# Work to do
Print the data that follows exactly.

# Coordinate labeling data
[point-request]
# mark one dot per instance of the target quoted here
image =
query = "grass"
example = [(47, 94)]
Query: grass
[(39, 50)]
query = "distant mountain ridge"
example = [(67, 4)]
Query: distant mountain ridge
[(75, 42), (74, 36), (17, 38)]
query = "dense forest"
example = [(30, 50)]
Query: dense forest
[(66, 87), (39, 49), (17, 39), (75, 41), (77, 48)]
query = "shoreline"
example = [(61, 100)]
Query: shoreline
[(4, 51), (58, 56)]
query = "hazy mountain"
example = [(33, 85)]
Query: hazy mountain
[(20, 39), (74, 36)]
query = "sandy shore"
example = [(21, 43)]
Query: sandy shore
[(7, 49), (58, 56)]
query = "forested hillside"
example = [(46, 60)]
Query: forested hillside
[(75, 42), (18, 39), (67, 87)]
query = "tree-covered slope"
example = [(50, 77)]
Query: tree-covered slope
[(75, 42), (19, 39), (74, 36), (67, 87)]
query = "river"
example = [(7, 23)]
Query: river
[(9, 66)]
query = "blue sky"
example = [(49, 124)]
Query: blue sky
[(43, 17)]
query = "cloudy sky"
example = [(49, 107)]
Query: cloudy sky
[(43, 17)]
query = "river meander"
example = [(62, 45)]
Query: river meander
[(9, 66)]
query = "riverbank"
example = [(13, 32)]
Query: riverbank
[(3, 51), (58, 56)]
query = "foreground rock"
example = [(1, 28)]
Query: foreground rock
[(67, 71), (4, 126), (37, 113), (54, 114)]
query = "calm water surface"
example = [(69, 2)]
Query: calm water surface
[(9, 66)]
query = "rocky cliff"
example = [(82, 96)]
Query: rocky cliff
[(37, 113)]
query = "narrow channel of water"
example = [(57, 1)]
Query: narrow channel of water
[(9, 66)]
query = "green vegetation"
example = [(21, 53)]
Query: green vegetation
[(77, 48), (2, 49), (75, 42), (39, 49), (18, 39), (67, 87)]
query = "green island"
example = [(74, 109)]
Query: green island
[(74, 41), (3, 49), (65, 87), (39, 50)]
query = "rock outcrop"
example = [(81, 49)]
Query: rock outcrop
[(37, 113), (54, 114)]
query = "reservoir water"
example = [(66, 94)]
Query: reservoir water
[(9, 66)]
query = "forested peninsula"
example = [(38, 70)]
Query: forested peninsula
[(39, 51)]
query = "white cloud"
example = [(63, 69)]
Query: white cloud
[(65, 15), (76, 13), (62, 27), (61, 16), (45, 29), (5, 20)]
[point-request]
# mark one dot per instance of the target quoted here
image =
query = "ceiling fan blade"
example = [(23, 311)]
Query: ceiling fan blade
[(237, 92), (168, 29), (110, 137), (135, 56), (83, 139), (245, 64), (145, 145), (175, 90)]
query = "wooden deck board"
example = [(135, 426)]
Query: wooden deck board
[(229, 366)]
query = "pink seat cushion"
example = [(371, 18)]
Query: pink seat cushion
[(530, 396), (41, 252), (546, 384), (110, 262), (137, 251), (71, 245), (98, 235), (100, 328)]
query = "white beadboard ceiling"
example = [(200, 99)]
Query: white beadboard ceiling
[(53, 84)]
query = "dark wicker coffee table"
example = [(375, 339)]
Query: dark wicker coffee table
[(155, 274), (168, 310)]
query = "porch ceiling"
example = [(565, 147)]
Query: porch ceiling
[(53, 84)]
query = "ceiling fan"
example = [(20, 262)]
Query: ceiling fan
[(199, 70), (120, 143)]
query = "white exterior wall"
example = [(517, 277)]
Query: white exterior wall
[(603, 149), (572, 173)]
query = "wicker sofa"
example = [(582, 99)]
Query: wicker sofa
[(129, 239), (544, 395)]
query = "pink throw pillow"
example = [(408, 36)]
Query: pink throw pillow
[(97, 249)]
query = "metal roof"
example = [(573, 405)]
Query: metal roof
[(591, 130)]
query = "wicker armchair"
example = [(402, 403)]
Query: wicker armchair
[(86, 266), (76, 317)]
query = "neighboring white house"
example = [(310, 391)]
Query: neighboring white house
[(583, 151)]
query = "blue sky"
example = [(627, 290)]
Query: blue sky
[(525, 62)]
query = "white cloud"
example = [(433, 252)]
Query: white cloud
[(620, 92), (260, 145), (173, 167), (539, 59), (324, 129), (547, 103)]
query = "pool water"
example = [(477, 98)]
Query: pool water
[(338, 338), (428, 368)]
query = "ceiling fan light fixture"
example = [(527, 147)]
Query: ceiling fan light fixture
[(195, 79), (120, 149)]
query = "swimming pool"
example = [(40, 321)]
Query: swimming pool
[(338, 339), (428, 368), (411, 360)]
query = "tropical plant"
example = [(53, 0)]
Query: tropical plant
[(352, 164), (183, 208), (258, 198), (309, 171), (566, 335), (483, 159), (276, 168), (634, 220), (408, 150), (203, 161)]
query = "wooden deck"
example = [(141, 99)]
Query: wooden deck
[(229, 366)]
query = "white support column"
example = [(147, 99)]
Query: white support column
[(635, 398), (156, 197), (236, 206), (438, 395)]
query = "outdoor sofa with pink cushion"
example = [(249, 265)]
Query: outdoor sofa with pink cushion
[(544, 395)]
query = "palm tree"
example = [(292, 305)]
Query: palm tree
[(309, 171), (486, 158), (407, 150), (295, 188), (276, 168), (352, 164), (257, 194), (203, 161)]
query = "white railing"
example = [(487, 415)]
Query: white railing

# Result of this task
[point-request]
# mark one dot per instance of the target quoted here
image =
query = "grass"
example = [(47, 94)]
Query: grass
[(39, 50)]
query = "distant mountain ridge"
example = [(67, 4)]
Query: distant mountain ridge
[(75, 42), (74, 36), (17, 38)]
query = "dense forest"
example = [(30, 50)]
Query: dense forest
[(66, 87), (39, 49), (17, 39), (75, 41), (77, 48)]
query = "shoreline"
example = [(61, 100)]
Query: shoreline
[(4, 51), (58, 56)]
query = "hazy mountain"
example = [(33, 85)]
Query: hazy mountain
[(20, 39), (74, 36)]
query = "sandy shore"
example = [(21, 43)]
Query: sandy shore
[(7, 49), (58, 56)]
query = "forested hillside"
example = [(46, 60)]
Query: forested hillside
[(75, 42), (18, 39), (67, 87)]
query = "tree-covered slope"
example = [(50, 77)]
Query: tree-covered slope
[(75, 42), (19, 39), (74, 36), (67, 87)]
query = "river"
example = [(7, 23)]
Query: river
[(9, 66)]
query = "blue sky"
example = [(49, 124)]
Query: blue sky
[(43, 17)]
query = "cloudy sky"
example = [(49, 107)]
Query: cloudy sky
[(43, 17)]
query = "river meander"
example = [(62, 45)]
Query: river meander
[(9, 66)]
query = "riverbank"
example = [(13, 32)]
Query: riverbank
[(3, 51), (58, 56)]
query = "foreground rock"
example = [(1, 28)]
Query: foreground rock
[(67, 71), (4, 126), (37, 113), (54, 114)]
query = "calm water surface"
example = [(69, 2)]
Query: calm water surface
[(9, 66)]
query = "rocky cliff"
example = [(82, 96)]
Query: rocky cliff
[(37, 113)]
query = "narrow channel of water"
example = [(57, 1)]
Query: narrow channel of water
[(9, 66)]
query = "green vegetation"
example = [(21, 53)]
Query: green vegetation
[(77, 48), (2, 49), (75, 42), (39, 49), (18, 39), (67, 87)]
query = "green island"
example = [(74, 109)]
Query: green island
[(74, 41), (3, 49), (65, 87), (39, 50)]
query = "rock outcrop"
example = [(81, 49)]
Query: rock outcrop
[(37, 113), (54, 114)]
query = "reservoir water"
example = [(66, 94)]
Query: reservoir water
[(9, 66)]
query = "forested peninsula"
example = [(38, 70)]
Query: forested peninsula
[(39, 51)]
query = "white cloud"
example = [(63, 69)]
Query: white cloud
[(65, 15), (76, 13), (62, 27), (61, 16), (45, 29), (5, 20)]
[point-request]
# mark one dot per instance of the target quoted here
image =
query = "ceiling fan blade"
example = [(23, 311)]
Query: ceiling fan blade
[(237, 92), (168, 29), (110, 137), (135, 56), (83, 139), (245, 64), (145, 145), (175, 90)]
query = "wooden deck board"
example = [(135, 426)]
Query: wooden deck board
[(229, 366)]
query = "pink seat cushion"
example = [(371, 18)]
Query: pink seat cushion
[(530, 396), (41, 252), (546, 384), (110, 262), (137, 251), (71, 245), (98, 235), (100, 328)]
query = "white beadboard ceiling"
example = [(200, 99)]
Query: white beadboard ceiling
[(53, 84)]
query = "dark wicker coffee table"
example = [(375, 339)]
Query: dark wicker coffee table
[(155, 274), (168, 310)]
query = "porch ceiling"
example = [(565, 147)]
Query: porch ceiling
[(53, 84)]
query = "ceiling fan"
example = [(20, 262)]
Query: ceiling fan
[(199, 70), (120, 143)]
query = "white exterior wall"
example = [(517, 277)]
Query: white exterior wall
[(603, 149), (572, 173)]
query = "wicker sofa"
example = [(582, 99)]
Query: wicker sofa
[(129, 239), (544, 395)]
query = "pink throw pillow"
example = [(408, 36)]
Query: pink throw pillow
[(97, 249)]
query = "metal roof"
example = [(573, 405)]
Query: metal roof
[(591, 130)]
query = "wicker armchair"
example = [(402, 403)]
Query: wicker armchair
[(86, 266), (76, 317)]
query = "neighboring white house"
example = [(310, 391)]
Query: neighboring white house
[(583, 151)]
query = "blue sky"
example = [(627, 290)]
Query: blue sky
[(525, 62)]
query = "white cloud"
example = [(433, 252)]
Query: white cloud
[(620, 92), (260, 145), (173, 167), (539, 59), (324, 129), (547, 103)]
query = "pool water"
example = [(477, 98)]
Query: pool water
[(338, 338), (428, 368)]
query = "ceiling fan light fixture"
example = [(527, 147)]
Query: ceiling fan light fixture
[(195, 79), (120, 149)]
query = "swimming pool"
example = [(40, 321)]
Query: swimming pool
[(338, 339), (428, 368), (411, 360)]
query = "tropical plant"
example = [(53, 0)]
Query: tropical plant
[(352, 164), (183, 208), (258, 198), (309, 171), (566, 335), (483, 159), (276, 168), (634, 220), (408, 150), (203, 161)]
query = "wooden deck"
example = [(141, 99)]
Query: wooden deck
[(229, 366)]
query = "white support column"
example = [(147, 99)]
Query: white support column
[(635, 398), (156, 197), (236, 206), (438, 395)]
query = "outdoor sofa with pink cushion"
example = [(249, 265)]
Query: outdoor sofa with pink cushion
[(544, 395)]
query = "palm tree"
example = [(292, 305)]
Query: palm tree
[(309, 171), (486, 158), (407, 150), (295, 188), (276, 168), (352, 164), (257, 194), (203, 161)]
query = "white railing"
example = [(487, 415)]
Query: white railing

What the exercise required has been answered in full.